→ Point-per-instance localization data:
######

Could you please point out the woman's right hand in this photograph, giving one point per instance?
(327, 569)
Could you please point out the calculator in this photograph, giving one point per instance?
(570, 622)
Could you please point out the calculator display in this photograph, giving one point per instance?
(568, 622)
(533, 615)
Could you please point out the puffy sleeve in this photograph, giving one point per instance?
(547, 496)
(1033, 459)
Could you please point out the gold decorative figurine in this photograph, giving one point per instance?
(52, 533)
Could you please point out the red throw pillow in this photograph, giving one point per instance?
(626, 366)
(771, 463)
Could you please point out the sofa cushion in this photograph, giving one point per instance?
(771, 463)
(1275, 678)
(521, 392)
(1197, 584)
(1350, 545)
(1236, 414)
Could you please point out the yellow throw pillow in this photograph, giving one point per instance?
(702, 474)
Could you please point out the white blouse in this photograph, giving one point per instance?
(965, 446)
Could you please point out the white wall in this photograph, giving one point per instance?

######

→ WHAT YOU HAVE TO DO: What you write should match, character for character, the lines from the one with "Could you please point out the calculator display" to the end of the data, both included.

→ RESPONSE AREA:
Could you please point out the calculator display in this photograph, giving one point per instance?
(568, 622)
(533, 615)
Could you please point out the puffy sleeve in this photograph, giving one point per instance?
(547, 496)
(1033, 459)
Could you please point out the gold decorative figurine in this photograph, giving one point per instance?
(52, 533)
Could you please point out the red throw pillow in this photograph, giving one point per instance?
(626, 366)
(771, 463)
Could you please point out the sofa cushion in this photograph, giving one point per instance?
(771, 463)
(1275, 678)
(521, 392)
(1197, 584)
(1350, 545)
(1236, 414)
Could you please point out the yellow throw pillow in this photograph, giving one point per instance?
(702, 474)
Could you please point out the white blouse in this photograph, giving one point per instance?
(965, 446)
Could you please point out the white wall in this photograph, giving one point per instance?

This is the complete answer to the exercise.